▶ _ESERCIZI_:
1. Nell'estratto sull'occupazione, quale percentuale di lavoratori delle costruzioni risultava in Cig?
2. Ripeti dall'estratto sull'occupazione il passo che comincia con "Altro tema da" e termina con "spiega lo studio.".

▶ _ESTRATTO DELLA PAGINA_:
· · · · ·

Altro tema da non sottovalutare è l’asincronia tra il miglioramento del quadro economico e un’eventuale ripresa di quello occupazionale. “Asincronia fisiologica (solitamente, qualunque variazione dei dati relativi a produzione, fatturato o altre dinamiche del sistema produttivo, provoca variazioni sul piano occupazionale con un ritardo di circa tre mesi), ma in questo caso peculiare ulteriormente acuito da un ricorso alla Cig mai registrato prima in Italia”, spiega lo studio.
“Basti del resto pensare che, a fronte di domande di Naspi (disoccupazione) cresciute solo del 16% rispetto al primo semestre 2019, nei primi sei mesi dell’anno le domande di Cig sono aumentate del 1455,7%“, spiega il rapporto. Nel dettaglio, nel trimestre in esame le ore di Cig (ordinaria, straordinaria, in deroga, Fondi di solidarietà) autorizzate sono state 2.160.720.000 contro le circa 70 milioni del trimestre precedente, anche se poi i beneficiari effettivi sono stati circa 5.532.000, vale a dire un numero comunque inferiore agli oltre 8 milioni per cui le ore erano state “prenotate” nel momento più alto della domanda, ad aprile.

“Va detto che già a giugno, ultimo mese del trimestre, le ore autorizzate hanno comunque registrato una diminuzione del 50%, a riprova sia di un miglioramento del quadro generale sia di un ricorso iniziale alla Cig (al netto di comportamenti truffaldini) superiore alle effettive necessità. Al tempo stesso, tuttavia, le rilevazioni riguardanti i diversi settori produttivi rimarcano ancora una volta le difficoltà cui saranno esposti alcuni settori produttivi quando non potranno più ricorrervi: nel manifatturiero la percentuale dei lavoratori in Cig ha toccato il 38%, nelle costruzioni il 58,6%, nell’alloggio-ristorazione il 56,9%, nel commercio il 29,6%”, si legge nel rapporto.

Insomma, “è presto per guardare con ottimismo al tema occupazione, che resta anzi uno dei principali nodi da sciogliere: a meno di non ricorrere sine die a misure tampone come il blocco dei licenziamenti e la cassa integrazione nelle sue varie forme, occorrerà presto fare i conti con il fatto che alcune imprese saranno costrette a licenziare mentre altre forse addirittura a fallire (secondo Istat, almeno un terzo quelle potenzialmente a rischio)”, si legge. “Di qui l’importanza, oltre che di una seria strategia pluriennale di investimenti volti a incentivare produttività e sviluppo del Paese, di un programma politiche attive del lavoro che prendano in carico, riqualifichi e accompagni le persone verso una nuova occupazione, con gli strumenti più adeguati come, ad esempio, un assegno di ricollocazione di nuovo vicino ai suoi scopi istitutivi e finalmente sottratto all’assistenzialismo cui lo ha condannato il reddito di cittadinanza”, conclude lo studio del Centro voluto e presieduto da Alberto Brambilla.

· · · · ·

▶ _DATI FORNITI_:
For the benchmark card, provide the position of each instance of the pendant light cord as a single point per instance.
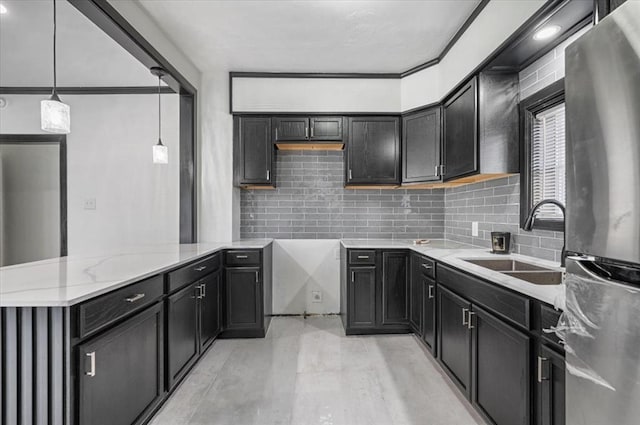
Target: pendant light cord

· · · · ·

▶ _RISULTATI PER ESERCIZIO_:
1. Il 58,6%.

2.
Altro tema da non sottovalutare è l’asincronia tra il miglioramento del quadro economico e un’eventuale ripresa di quello occupazionale. “Asincronia fisiologica (solitamente, qualunque variazione dei dati relativi a produzione, fatturato o altre dinamiche del sistema produttivo, provoca variazioni sul piano occupazionale con un ritardo di circa tre mesi), ma in questo caso peculiare ulteriormente acuito da un ricorso alla Cig mai registrato prima in Italia”, spiega lo studio.